— TAREFAS DO EXERCÍCIO —
1. Segundo o texto sobre a série da Folha, quantas barreiras físicas entre países existiam em 2001?
2. Como fica em inglês a frase "É a quarta vez que a Folha leva o prêmio.", do texto sobre a série da Folha?
3. No texto sobre a série da Folha, reescreva o trecho começando em "A Folha de S." e terminando em "leva o prêmio.", trocando "reportagens" por "matérias".

— TRECHO PARA LEITURA —
----------------

Série “Um mundo de muros” da Folha vence prêmio Internacional de jornalismo
06/02/2018 13h25 - última modificação 08/02/2018 18h09
Vittoria Cataldo
Cada vez mais o concreto é erguido formando altos muros, fios conectados formando resistentes cercas. Além disto, erguem-se vigias armadas de cada lado. A movimentação, que era para ser livre, se torna cada vez mais restrita. Em 2001 existiam 17 barreiras físicas entre países e hoje passamos para 70.
Um mundo intercortado e separado. Mas quando uma separação física deixa se ser apenas física e passa a ser uma prisão da moralidade? Alguns separam fronteiras, outros chegam a dividir a mesma população, outros freiam refugiados. Muitos escondem a pobreza, o medo e até mesmo a guerra. Separam a desigualdade. Mas a pergunta que fica é: muros são mesmo capazes de deter os homens?
A Folha de S. Paulo, em uma série de reportagens, foi a 4 continentes mostrar a realidade dos dois lados desses muros erguidos e suas justificativas. A série venceu os Prêmios Internacionais de Jornalismo Rei da Espanha, na categoria Jornalismo Digital, que aconteceu em setembro de 2017. É a quarta vez que a Folha leva o prêmio.

----------------

— MATERIAL FORNECIDO —
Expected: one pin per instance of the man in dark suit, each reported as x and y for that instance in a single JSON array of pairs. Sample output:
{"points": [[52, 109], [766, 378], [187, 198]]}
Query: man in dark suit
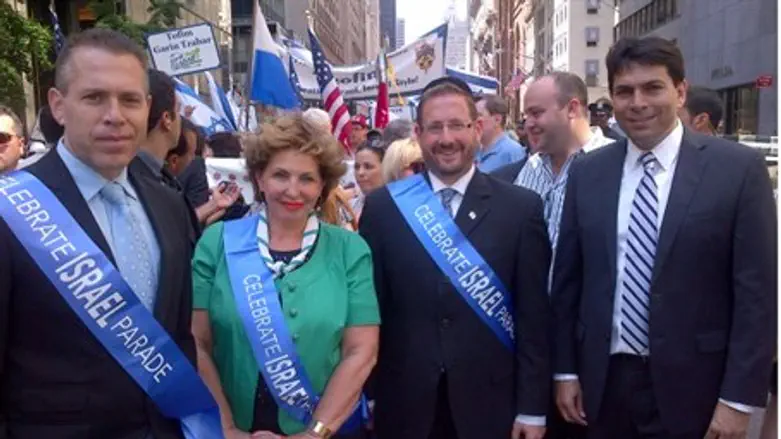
{"points": [[442, 373], [56, 379], [664, 289]]}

----------------

— RESPOSTAS DO EXERCÍCIO —
1. 17

2. This is the fourth time that Folha has won the award.

3.
A Folha de S. Paulo, em uma série de matérias, foi a 4 continentes mostrar a realidade dos dois lados desses muros erguidos e suas justificativas. A série venceu os Prêmios Internacionais de Jornalismo Rei da Espanha, na categoria Jornalismo Digital, que aconteceu em setembro de 2017. É a quarta vez que a Folha leva o prêmio.